[What you need to do]:
- a) Answer these questions using the text on busy hour distributions, one line each, marked (i), (ii) and (iii):
(i) What time span was found to be the busy hour?
(ii) Which two MCS are not utilized in this network?
(iii) What does the factor 4 account for?
- b) Write the next part of the text on busy hour MCS and load distributions, continuing from its last sentence.

BEGIN Text block

The busy hour was found to be from 12:15 to 13:15 h. From this, a busy hour MCS distribution was calculated as the average MCS distribution in that hour, i.e.,

$$ {p}_{\mathrm{busy}}\left({MCS}_i\right)=\frac{1}{C\cdot D}{\displaystyle \sum_c}{\displaystyle \sum_d} p\left({MCS}_i, c,{t}_{\mathrm{busy}}\right). $$

The resulting distribution is depicted in Fig. 4a. Note that MCS 10 and 17 are very close to their adjacent MCS in terms of spectral efficiency and are hence not utilized in this network. Accordingly, the figure shows a probability of zero for these two MCS.

Fig. 4
figure 4

Busy hour distributions. a MCS index distribution. b CDF of utilization

All loads observed in the busy hour were used to accumulate a discrete busy hour load distribution as

$$ {p}_{\mathrm{busy}}\left(\mu \in {\displaystyle \underset{d, c}{\cup }}\mu \left( c,{t}_{\mathrm{busy}}\right)\right)=\frac{1}{4\cdot C\cdot D}. $$

with the factor 4 accounting for the four 15-min traces per hour. The cumulative distribution function (CDF) of the resulting load distributions are illustrated in Fig. 4b.

END Text block
BEGIN Information shown

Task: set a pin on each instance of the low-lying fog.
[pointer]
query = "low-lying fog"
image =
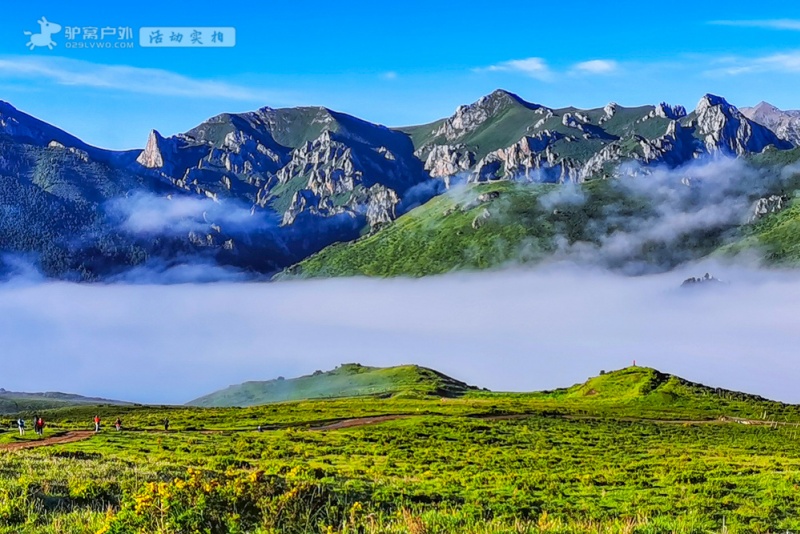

END Information shown

[Answers given]:
- a)
(i) From 12:15 to 13:15 h.
(ii) MCS 10 and 17.
(iii) The four 15-min traces per hour.

- b)
Using the busy hour utilization and MCS distribution, it is possible to calculate the probability distribution of the data rates of split A, B, and C and for the three different RATs introduced in Table 1. For this, all combinations of occurring loads μ and MCS i are inserted into Eqs. (1), (4), and (5) to obtain the data rates D(μ,MCS i ). Assuming for simplicity that there is no correlation between a certain load and an MCS, the probability of each data rate to occur can then be calculated as

$$ {p}_{\mathrm{busy}}\left( D\left(\mu, {MCS}_i\right)\right)={p}_{\mathrm{busy}}\left(\mu \right)\cdot {p}_{\mathrm{busy}}\left({MCS}_i\right). $$

To account for the fact that modulation schemes of up to 1024-QAM were assumed instead of the 64-QAM in the actual measurements, the spectral efficiency of each MCS was scaled accordingly by up to 10/6. The resulting complementary CDFs (CCDFs) of the different data rates are depicted in Fig. 5. Note that the data rates of the different RATs are normalized to their peak value (i.e., the values from Table 1) and are hence the same for all three RATs. While the rate is constant for split A, the rates of split B depend on utilization, and those for split C depend both on utilization and on the MCS distribution. We can also see that, e.g., in the low load scenario for split C, the data rate exceeds 30% of the peak rate for only 1% of the time. This fact gives rise to statistical multiplexing which will be discussed in the next section.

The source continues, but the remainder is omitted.